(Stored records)

"""

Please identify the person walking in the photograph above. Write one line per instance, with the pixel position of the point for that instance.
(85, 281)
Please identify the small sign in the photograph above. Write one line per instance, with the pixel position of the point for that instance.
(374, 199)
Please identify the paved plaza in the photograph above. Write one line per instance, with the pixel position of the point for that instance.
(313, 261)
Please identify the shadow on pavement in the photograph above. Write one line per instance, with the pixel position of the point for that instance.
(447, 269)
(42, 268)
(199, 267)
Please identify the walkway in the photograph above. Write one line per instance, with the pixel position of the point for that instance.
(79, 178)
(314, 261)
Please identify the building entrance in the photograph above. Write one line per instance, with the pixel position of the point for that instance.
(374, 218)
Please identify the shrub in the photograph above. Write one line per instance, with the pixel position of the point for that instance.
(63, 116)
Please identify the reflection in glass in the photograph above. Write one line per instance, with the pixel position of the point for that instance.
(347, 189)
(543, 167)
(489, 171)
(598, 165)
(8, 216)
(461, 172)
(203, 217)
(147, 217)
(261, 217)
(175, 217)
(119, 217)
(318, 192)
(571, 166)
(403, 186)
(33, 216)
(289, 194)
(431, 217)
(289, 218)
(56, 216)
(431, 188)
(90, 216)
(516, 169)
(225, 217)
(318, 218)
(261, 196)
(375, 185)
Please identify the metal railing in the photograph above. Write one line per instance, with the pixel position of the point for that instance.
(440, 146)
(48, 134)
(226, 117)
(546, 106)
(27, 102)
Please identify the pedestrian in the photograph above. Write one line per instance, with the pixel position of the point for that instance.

"""

**Task brief**
Please output all of the records above again, reproducing every line without any change.

**Solution**
Please identify the person walking in the photograph above. Write one line per instance, with the pixel position of the point for that instance.
(85, 281)
Please identify the small sign in the photograph above. Write one line per instance, with the pixel position of the point for that instance.
(374, 199)
Please identify the paved plaza in the photograph above. Write one line per instance, with the pixel position of the point for that instance.
(313, 261)
Please identify the shadow on pavement in the photograph above. Write one line per instance, with the pixel position of the point for that instance.
(447, 269)
(42, 268)
(199, 267)
Please identify the walkway in the photograph above. Write one line per instance, with the pixel position of the point for that instance.
(79, 178)
(314, 261)
Please identify the building entrance in the photograph above. Write one line per instance, with the pixel position of the point for that instance.
(374, 218)
Please identify the shrub in the photograph above. Write one line per instance, with the pixel position of the point for that instance.
(63, 116)
Please identify the reflection in glass in the photograph above. Write one line per instance, with the pixel position of the point for that instance.
(347, 189)
(543, 167)
(489, 171)
(598, 165)
(8, 216)
(461, 172)
(203, 217)
(147, 217)
(261, 217)
(175, 217)
(119, 217)
(318, 192)
(571, 166)
(403, 186)
(33, 216)
(289, 194)
(431, 217)
(289, 218)
(56, 216)
(431, 188)
(90, 216)
(516, 169)
(225, 217)
(318, 218)
(261, 196)
(375, 185)
Please identify the metal railing in the photograph above. Write one line per instance, with the pixel position of the point for that instance.
(440, 146)
(48, 134)
(226, 117)
(546, 106)
(27, 102)
Please identify the pedestrian in the photograph above. Write one line per instance, with the pixel position of the point for that instance.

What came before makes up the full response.